= TEXT EXCERPT =
**********
From Bull Fattening alone to a number of Income Generating Activities

PENHA has worked with the pastoral women of the Lake Mburo Resettlement Scheme in Kanyaryeru Sub County since 2002 and has been supporting them through different activities like sensitization on gender issues, capacity building in business skills for economic empowerment and providing productive assets like Boer goats and tailoring equipment. The pastoral people of this area were victims of the Luwero Triangle civil war of 1980-1986 which followed the removal of Idi Amin from power.

One of the women’s groups, Rwamuranda Bakyara Tukore, had as their main activity, bull fattening. The group’s leaders Edith Garebire and Jane Mwesigwa then became involved in several capacity building workshops organized by PENHA. These included the Business Skills Training Workshops organized under the three year DANIDA funded Women Economic Empowerment Programme (WEEP). After each workshop, the group leaders, with support and in collaboration with sub county leaders, would organize meetings to disseminate the lessons learnt from the trainings. Between 2008 to 2011 the group was also supported with productive assets in the form of cross bred Boer goats from PENHA’s Nkoma demonstration farm;. The Nkoma farm itself has been mainly supported over the period by Open Gate and by a number of small grants from the Harbinson and the Eva Reckitt charitable trusts. The goats have reproduced and the women have sold them and used the proceeds to buy a plot of land. They were also able to construct a semi permanent wooden building with an iron sheet roof. The main purpose of the structure was to use some of the space as a store for their events management and handi crafts businesses. The events management business involves chairs and tents for hire to weddings and other social events. The women also saw a need for basic health services in their community. So they have hired out space in their building for a small pharmacy and health centre.

Today the women are enjoying the income from their events management business and from hiring space to the health service provider. They also continue selling their fattened bulls and goats for their family welfare.

The Rwamuranda women are very grateful to PENHA Uganda for all their support. However there is a need to improve their wooden building to a permanent level. The health service provider in particular complains that the wooden building is destroyed each year by termites. This means that the building has to be rebuilt annually. At present PENHA Uganda does not have the funds needed  to build a termite resistant structure.
**********
= MATERIAL PROVIDED =
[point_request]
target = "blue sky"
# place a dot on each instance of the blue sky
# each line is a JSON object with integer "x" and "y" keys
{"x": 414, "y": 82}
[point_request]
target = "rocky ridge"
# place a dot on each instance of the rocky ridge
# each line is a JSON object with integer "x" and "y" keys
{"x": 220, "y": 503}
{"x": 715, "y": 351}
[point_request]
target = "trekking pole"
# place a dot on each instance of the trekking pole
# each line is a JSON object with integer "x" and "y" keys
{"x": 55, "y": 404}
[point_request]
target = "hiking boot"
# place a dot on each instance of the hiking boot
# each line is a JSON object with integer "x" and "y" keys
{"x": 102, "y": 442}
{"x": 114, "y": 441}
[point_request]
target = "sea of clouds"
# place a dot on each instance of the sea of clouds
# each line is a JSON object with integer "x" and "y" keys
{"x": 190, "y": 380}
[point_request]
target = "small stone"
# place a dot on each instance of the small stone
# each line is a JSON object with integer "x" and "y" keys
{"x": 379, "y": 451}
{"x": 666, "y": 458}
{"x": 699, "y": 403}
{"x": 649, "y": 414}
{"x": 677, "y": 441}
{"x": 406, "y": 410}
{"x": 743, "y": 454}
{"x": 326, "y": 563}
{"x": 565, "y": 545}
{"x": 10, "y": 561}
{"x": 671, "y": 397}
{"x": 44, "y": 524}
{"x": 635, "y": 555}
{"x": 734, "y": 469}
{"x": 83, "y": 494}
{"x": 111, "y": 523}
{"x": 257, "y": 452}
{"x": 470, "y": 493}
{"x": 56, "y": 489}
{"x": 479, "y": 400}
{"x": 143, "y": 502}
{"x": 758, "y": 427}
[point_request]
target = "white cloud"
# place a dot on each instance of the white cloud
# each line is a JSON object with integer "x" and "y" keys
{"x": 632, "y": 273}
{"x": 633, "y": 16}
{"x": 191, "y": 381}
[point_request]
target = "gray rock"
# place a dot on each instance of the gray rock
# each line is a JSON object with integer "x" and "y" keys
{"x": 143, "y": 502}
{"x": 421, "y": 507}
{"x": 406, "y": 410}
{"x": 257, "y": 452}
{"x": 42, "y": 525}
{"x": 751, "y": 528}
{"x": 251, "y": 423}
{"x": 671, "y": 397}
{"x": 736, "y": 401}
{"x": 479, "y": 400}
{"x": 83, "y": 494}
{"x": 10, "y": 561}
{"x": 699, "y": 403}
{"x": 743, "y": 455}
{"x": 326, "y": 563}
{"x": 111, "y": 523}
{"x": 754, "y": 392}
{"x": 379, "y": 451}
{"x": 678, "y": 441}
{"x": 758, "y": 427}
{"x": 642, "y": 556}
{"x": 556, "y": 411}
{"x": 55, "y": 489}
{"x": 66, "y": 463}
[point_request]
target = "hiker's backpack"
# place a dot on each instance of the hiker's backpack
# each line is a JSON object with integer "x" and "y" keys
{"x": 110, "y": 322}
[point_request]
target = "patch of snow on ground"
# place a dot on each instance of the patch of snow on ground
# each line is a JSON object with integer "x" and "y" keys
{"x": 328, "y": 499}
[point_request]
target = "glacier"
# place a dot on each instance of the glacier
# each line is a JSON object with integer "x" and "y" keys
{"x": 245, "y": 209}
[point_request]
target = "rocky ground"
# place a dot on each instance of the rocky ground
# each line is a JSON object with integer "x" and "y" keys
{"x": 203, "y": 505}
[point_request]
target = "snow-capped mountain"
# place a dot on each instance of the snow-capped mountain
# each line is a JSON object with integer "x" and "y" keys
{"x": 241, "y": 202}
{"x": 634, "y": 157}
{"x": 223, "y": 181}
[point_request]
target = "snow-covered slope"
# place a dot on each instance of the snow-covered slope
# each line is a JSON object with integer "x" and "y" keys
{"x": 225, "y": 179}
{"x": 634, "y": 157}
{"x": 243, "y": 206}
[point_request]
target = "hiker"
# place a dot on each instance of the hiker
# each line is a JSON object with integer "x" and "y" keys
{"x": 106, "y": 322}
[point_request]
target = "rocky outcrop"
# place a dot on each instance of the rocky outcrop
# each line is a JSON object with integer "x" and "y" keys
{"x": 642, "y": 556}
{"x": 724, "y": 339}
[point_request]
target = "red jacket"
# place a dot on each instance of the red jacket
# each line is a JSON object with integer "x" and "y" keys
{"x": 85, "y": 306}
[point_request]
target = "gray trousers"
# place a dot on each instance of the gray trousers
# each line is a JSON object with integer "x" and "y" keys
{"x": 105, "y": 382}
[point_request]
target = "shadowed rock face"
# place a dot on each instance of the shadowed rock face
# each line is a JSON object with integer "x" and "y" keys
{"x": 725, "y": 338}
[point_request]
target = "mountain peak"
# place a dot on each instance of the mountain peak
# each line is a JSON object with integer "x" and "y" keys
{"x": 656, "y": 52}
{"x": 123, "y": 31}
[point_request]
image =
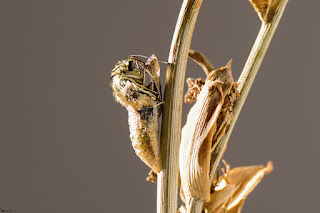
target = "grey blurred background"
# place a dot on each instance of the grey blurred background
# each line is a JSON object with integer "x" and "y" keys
{"x": 64, "y": 142}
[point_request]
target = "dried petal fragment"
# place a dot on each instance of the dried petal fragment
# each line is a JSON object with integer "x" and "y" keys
{"x": 261, "y": 7}
{"x": 196, "y": 139}
{"x": 246, "y": 179}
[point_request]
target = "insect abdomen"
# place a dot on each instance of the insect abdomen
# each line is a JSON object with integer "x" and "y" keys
{"x": 143, "y": 126}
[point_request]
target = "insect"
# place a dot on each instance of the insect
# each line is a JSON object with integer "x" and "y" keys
{"x": 143, "y": 103}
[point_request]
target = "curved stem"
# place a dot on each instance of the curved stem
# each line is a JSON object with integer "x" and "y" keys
{"x": 250, "y": 70}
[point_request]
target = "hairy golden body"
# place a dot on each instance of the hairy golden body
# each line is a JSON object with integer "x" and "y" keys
{"x": 142, "y": 103}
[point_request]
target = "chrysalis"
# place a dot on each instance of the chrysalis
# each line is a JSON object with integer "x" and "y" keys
{"x": 143, "y": 104}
**********
= CHECK YOUR UNDERSTANDING =
1. From the text about the Rwamuranda women's group, list every funder named as having supported PENHA's Nkoma farm.
2. According to the text about the Rwamuranda women's group, in what year did PENHA begin working with the pastoral women of the Lake Mburo Resettlement Scheme?
3. Copy the part of the text about the Rwamuranda women's group from "PENHA has worked" up to and including "Amin from power.".

= PROBLEM SOLUTIONS =
1.
Open Gate
the Harbinson charitable trust
the Eva Reckitt charitable trust

2. 2002

3.
PENHA has worked with the pastoral women of the Lake Mburo Resettlement Scheme in Kanyaryeru Sub County since 2002 and has been supporting them through different activities like sensitization on gender issues, capacity building in business skills for economic empowerment and providing productive assets like Boer goats and tailoring equipment. The pastoral people of this area were victims of the Luwero Triangle civil war of 1980-1986 which followed the removal of Idi Amin from power.